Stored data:
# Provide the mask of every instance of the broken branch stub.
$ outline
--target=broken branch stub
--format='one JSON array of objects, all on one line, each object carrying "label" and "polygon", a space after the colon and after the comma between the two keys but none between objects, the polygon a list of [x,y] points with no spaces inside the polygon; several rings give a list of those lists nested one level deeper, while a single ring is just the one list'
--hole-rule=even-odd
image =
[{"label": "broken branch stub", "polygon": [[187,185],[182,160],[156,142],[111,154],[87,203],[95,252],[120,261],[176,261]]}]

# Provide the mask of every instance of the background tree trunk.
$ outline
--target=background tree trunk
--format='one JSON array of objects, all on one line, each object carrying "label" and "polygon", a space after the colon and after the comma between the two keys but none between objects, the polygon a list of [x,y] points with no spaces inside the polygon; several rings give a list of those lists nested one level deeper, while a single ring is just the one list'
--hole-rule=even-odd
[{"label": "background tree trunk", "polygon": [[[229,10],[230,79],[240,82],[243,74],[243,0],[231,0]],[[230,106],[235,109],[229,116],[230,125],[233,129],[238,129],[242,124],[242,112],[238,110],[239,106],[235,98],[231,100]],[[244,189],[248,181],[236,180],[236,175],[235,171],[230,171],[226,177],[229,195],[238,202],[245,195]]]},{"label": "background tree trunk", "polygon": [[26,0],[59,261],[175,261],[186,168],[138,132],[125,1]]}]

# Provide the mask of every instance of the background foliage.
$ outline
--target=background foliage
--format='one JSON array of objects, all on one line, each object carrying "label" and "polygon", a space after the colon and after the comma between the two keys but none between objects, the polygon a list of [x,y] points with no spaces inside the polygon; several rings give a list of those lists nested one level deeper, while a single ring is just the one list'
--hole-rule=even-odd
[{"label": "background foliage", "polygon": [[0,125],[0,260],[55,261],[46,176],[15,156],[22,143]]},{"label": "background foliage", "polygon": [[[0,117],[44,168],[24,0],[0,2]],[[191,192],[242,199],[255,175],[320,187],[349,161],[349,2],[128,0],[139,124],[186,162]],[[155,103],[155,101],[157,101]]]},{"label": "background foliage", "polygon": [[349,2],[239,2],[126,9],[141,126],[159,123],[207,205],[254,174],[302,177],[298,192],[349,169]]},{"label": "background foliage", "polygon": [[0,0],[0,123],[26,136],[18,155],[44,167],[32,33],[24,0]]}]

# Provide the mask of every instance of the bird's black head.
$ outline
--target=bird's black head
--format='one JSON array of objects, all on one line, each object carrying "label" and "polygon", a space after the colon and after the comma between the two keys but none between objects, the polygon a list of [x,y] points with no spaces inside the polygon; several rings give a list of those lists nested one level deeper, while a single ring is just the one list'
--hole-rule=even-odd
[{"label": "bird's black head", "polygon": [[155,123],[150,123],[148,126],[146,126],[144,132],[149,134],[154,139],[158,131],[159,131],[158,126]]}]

- _WHAT YOU HAVE TO DO_: In the records above, find the line containing "--target=broken branch stub" and restate word for word every line from the first through that one.

- _OUTPUT OF THE EXERCISE_:
# Provide the mask of every instance of the broken branch stub.
$ outline
--target=broken branch stub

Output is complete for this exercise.